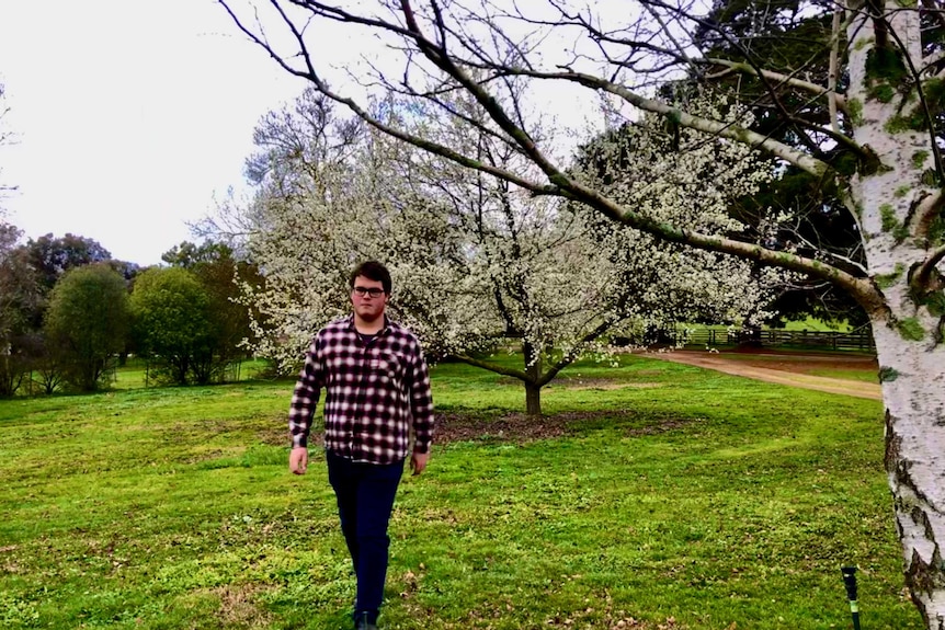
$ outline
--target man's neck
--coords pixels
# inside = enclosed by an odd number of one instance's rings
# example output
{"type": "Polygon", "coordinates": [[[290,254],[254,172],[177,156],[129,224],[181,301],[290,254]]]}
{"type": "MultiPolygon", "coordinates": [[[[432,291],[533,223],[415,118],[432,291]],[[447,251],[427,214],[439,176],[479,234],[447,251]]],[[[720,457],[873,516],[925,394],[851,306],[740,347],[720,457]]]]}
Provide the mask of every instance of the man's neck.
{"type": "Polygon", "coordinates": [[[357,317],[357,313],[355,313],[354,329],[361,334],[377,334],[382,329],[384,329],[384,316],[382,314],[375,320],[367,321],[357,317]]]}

* * *

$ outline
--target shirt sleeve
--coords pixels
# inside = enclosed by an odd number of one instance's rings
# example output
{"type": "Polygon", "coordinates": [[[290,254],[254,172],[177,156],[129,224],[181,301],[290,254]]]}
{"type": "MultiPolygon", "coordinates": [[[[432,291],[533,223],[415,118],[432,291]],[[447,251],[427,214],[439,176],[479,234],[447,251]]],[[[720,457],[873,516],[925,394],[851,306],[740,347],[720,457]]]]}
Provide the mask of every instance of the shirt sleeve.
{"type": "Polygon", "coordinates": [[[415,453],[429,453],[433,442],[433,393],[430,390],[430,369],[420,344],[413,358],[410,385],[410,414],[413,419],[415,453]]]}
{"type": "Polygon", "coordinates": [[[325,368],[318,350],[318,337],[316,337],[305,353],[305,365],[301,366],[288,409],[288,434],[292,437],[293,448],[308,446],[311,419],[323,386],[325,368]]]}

...

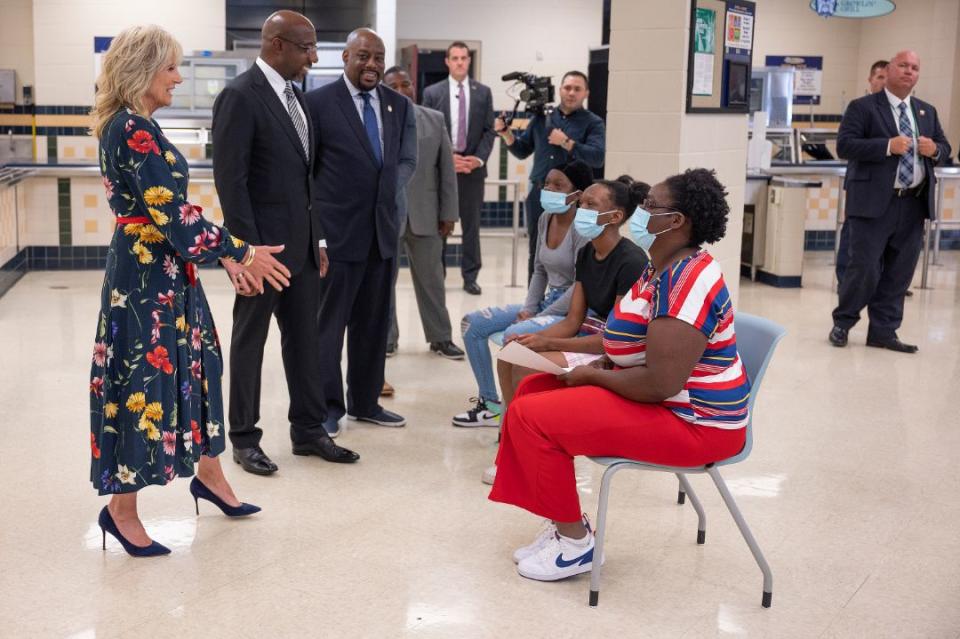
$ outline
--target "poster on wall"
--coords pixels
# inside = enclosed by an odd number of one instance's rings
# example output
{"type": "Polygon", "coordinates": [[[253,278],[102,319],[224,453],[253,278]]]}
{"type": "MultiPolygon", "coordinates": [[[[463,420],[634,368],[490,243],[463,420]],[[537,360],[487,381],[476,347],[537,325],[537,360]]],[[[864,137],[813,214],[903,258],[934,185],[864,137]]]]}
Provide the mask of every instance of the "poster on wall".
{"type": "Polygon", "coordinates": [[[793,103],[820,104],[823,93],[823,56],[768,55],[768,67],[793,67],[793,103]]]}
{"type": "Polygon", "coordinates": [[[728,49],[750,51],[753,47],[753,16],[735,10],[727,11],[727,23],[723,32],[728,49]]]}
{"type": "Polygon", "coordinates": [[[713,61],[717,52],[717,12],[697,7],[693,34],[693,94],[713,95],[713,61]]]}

- [TASK TO COMPLETE]: Count the lines in the data above that include the word "neck", and reply with only the number.

- [ANSWER FOR THIS EXERCISE]: 2